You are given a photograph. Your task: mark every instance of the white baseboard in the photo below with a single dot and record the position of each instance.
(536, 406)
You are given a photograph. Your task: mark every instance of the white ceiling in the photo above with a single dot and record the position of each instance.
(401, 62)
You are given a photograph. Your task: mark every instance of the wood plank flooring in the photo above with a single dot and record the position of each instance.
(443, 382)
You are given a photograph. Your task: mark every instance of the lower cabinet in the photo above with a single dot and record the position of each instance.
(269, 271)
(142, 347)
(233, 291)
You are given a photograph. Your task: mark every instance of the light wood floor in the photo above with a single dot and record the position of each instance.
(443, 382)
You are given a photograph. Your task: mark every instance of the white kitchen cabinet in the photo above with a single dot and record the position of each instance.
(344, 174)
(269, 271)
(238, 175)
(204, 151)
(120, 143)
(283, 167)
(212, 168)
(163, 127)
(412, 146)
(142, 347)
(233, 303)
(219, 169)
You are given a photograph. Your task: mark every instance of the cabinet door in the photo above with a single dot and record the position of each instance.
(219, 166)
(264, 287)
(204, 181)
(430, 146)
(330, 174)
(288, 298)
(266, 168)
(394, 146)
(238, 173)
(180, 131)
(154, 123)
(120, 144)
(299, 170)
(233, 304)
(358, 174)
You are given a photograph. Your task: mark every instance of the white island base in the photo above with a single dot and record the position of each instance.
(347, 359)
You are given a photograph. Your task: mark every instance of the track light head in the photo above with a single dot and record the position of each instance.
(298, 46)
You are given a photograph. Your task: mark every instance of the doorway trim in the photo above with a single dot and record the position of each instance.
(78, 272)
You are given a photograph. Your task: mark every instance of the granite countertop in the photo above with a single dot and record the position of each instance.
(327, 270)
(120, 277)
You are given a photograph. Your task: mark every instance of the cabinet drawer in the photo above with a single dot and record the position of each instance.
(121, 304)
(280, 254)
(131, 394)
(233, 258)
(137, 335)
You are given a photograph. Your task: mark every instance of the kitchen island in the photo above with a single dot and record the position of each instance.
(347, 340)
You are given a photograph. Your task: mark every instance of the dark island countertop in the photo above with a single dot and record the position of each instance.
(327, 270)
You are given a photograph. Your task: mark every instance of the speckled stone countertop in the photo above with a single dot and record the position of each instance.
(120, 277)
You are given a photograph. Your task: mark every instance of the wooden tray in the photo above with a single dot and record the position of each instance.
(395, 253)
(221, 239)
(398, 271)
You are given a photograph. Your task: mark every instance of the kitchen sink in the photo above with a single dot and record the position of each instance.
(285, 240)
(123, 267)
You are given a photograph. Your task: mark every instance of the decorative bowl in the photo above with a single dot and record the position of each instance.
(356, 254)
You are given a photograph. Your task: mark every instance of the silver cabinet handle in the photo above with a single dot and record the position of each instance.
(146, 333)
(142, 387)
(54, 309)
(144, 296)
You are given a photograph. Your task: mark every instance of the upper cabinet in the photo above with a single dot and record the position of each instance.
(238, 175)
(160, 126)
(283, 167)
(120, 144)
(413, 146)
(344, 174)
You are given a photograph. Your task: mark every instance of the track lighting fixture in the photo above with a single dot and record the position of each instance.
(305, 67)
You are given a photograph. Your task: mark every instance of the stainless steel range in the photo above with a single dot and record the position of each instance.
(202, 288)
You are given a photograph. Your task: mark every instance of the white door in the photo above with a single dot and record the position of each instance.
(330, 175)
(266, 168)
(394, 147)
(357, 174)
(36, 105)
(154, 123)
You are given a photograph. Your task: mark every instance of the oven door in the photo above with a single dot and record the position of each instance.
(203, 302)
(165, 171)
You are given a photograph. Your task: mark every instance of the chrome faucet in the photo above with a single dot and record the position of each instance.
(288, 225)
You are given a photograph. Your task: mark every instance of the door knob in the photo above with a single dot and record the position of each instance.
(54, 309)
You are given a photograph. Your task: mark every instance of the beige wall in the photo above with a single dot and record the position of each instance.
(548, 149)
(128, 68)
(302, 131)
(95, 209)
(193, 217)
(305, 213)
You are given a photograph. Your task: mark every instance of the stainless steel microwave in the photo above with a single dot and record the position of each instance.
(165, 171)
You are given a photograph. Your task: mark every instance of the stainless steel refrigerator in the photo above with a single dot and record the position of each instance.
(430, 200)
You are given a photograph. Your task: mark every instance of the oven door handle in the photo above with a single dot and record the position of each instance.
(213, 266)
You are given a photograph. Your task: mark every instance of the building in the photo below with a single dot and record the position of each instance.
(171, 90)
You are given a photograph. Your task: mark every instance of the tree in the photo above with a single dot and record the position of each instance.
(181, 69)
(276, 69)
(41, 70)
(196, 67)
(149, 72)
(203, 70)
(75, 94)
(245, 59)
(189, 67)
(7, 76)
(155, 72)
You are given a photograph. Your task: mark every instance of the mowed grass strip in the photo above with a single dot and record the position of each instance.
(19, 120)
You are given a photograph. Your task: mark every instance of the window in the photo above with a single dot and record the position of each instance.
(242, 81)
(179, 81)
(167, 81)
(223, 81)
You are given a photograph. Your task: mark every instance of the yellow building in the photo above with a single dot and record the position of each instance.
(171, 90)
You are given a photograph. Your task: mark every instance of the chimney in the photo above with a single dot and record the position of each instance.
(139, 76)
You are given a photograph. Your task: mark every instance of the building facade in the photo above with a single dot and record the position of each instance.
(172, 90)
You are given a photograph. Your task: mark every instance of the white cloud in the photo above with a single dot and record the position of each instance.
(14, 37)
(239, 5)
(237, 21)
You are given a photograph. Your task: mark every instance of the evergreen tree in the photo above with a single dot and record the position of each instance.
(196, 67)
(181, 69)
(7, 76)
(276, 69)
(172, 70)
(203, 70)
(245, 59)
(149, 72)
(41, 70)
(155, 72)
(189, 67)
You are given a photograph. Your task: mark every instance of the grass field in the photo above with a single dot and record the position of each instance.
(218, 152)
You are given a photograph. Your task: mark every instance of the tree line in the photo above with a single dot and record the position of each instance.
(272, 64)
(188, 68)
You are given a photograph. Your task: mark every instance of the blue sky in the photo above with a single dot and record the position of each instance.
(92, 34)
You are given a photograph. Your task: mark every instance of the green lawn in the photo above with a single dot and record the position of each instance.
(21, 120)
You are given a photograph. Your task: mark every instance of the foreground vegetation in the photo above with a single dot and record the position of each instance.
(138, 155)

========

** WRITTEN EXERCISE **
Copy out the material above in its entirety. Every detail must match.

** PROBLEM SOLUTION **
You are given a photograph. Your task: mark every instance of the white baseboard in the photo below with a single dot and record the position of each instance.
(536, 406)
You are given a photograph. Your task: mark every instance of the white ceiling in the photo above with a single dot and record the position of each instance.
(401, 62)
You are given a photograph. Your task: mark every instance of the wood plank flooring in the photo above with a single dot and record the position of each instance.
(443, 382)
You are given a photograph. Your task: mark every instance of the lower cabinet in the photo above with a single dot and record the position of each instance.
(269, 271)
(142, 347)
(233, 291)
You are given a photograph. Your task: mark every instance of the light wood floor in the photo above with a single dot and record the position of each instance.
(443, 382)
You are given a photograph. Your task: mark every instance of the white kitchen cabinet in the photo above with a single dot and record the position of each instance.
(344, 174)
(269, 271)
(238, 175)
(204, 151)
(120, 143)
(283, 167)
(212, 168)
(163, 127)
(412, 146)
(142, 347)
(233, 303)
(219, 169)
You are given a photograph. Your task: mark every instance of the cabinet door in the photo above with a single dot and record the position of each instance.
(219, 166)
(264, 287)
(204, 181)
(430, 146)
(330, 174)
(288, 298)
(266, 168)
(394, 146)
(238, 173)
(180, 131)
(154, 123)
(120, 144)
(299, 170)
(233, 304)
(358, 174)
You are given a photograph. Your task: mark every instance of the white island base in the photo above with a single dot and record the position of each instance.
(347, 359)
You are given a photograph. Your task: mark every instance of the track light head in the photo above with a single dot and record the position of each instance.
(298, 46)
You are given a photograph. Your task: mark every instance of the doorway trim in the photo above with a single dot and record the position of each instance.
(78, 272)
You are given a photograph. Your task: mark every instance of the granite countertop in the photo above with a single dot and record the position of each instance.
(327, 270)
(120, 277)
You are given a photograph. Your task: mark every instance of the cabinet drawer in the photo above with a single dot and record the position of each instance.
(121, 304)
(280, 254)
(131, 394)
(233, 258)
(137, 335)
You are given a photograph. Your task: mark every instance of the kitchen island in the photo above with a single dot and record the position of each instance.
(347, 340)
You are given a photograph. Your task: mark every instance of the dark island countertop in the photo above with a single dot and record the position of each instance.
(327, 270)
You are given a photograph. Your task: mark every instance of the speckled stone countertop in the photo above with a single dot and record the position of each instance.
(120, 277)
You are given a photograph. Your task: mark every instance of the wooden tray in the photo above with a single dot and record the position of each instance.
(395, 253)
(221, 239)
(398, 271)
You are given a photograph. Your task: mark every instance of the kitchen sink in the photo above with a single dot and record the position of each instance.
(285, 240)
(123, 267)
You are given a photograph. Your task: mark every instance of the decorative bowl in the photo above with a single dot and record the position of each instance.
(356, 254)
You are given a photograph. Your task: mark every instance of the silver cabinet handle in the photo above with a single dot and record the position of each instance.
(146, 333)
(142, 387)
(54, 309)
(144, 296)
You are given a photograph. Your task: mark every instance of the upper cabinet in the photo above with a single dot and record the position of each instance.
(238, 175)
(160, 126)
(283, 167)
(120, 144)
(413, 146)
(344, 174)
You are given a photograph. Your task: mark every instance of the track lighting fixture in the photo above with a single dot and record the position of each instance.
(305, 67)
You are given a photograph. Your task: mark every instance of the stainless steel range in the photo above with a single dot and record the position of each instance.
(202, 288)
You are given a photograph. Your task: mark every instance of the white door in the photo above with a single dot and record the position of each instance.
(330, 175)
(266, 168)
(394, 147)
(357, 174)
(36, 105)
(154, 123)
You are given a photograph. Your task: mark every instance of the oven door in the photo above with a single dot and record the position of each instance.
(203, 302)
(165, 171)
You are given a photograph. Your task: mark every instance of the chrome faucet in the photo above with a single dot and record the position of each instance.
(288, 225)
You are given a photograph. Your task: mark every instance of the door knob in the photo above with a single dot and record the position of each instance.
(54, 309)
You are given a photograph. Your task: mark every instance of the beige wall in the photo above with a single dot and record the position of each instance.
(548, 149)
(128, 68)
(302, 131)
(95, 209)
(193, 217)
(305, 213)
You are given a photograph. Your task: mark every instance of the stainless steel microwave in the photo above with a single dot and record the position of each instance.
(165, 171)
You are given a photograph. Your task: mark every instance of the stainless steel refrigerator in the photo above with a single dot and record the position of each instance.
(430, 200)
You are given a photograph. Your task: mark every instance of the oven door handle in the photo above with a single dot and record the position of each instance.
(213, 266)
You are given a photograph. Your task: mark every instance of the building in the photo below with a single dot and record the position of each instance.
(171, 90)
You are given a photograph. Your task: mark every instance of the tree in the photo above with a single dot and record the position of each instance.
(181, 69)
(276, 69)
(41, 70)
(196, 67)
(149, 72)
(203, 70)
(75, 94)
(245, 59)
(189, 67)
(7, 76)
(155, 72)
You are given a photograph. Your task: mark every instance of the mowed grass strip in the photo above with a single dot and record the position of each instance.
(19, 120)
You are given a photograph. Your task: mark every instance of the window in the photo above with a single dot and record the position of each instance.
(242, 81)
(179, 81)
(167, 81)
(223, 81)
You are given a photograph. Your task: mark every instance of the yellow building in the photo above with a single dot and record the position of each instance.
(171, 90)
You are given a photograph. Your task: mark every instance of the chimney in the photo above with a single dot and record the position of each instance.
(139, 76)
You are given a photograph. Your task: mark every instance of the building facade in the photo above with a single dot and record the position of each instance.
(172, 90)
You are given a photograph. Your task: mark every instance of the white cloud in the photo above with a single dot and record the position of each instance.
(14, 37)
(239, 5)
(237, 21)
You are given a photograph. Your task: mark every instance of the evergreen tree in the photo above with a single dot and record the position of each instance.
(196, 67)
(181, 69)
(7, 76)
(276, 69)
(172, 70)
(203, 70)
(245, 59)
(149, 72)
(41, 70)
(155, 72)
(189, 67)
You are given a photograph. Your task: mark every instance of the grass field in the photo above with a single dot and record the position of each instance.
(218, 152)
You are given a photograph. Your task: mark every instance of the tree line in the photo above with a single dot and record the position of each instance.
(272, 64)
(188, 68)
You are given a photograph. Your task: mark every instance of the blue sky in the photo above with a single dot and record the position of each instance.
(92, 34)
You are given a photograph. Your task: mark every instance of the green lawn in the photo above with a single dot and record the position of each instance.
(21, 120)
You are given a photograph. Your task: mark every instance of the foreground vegetation in the photo above with a single dot and record the position of each instance.
(138, 155)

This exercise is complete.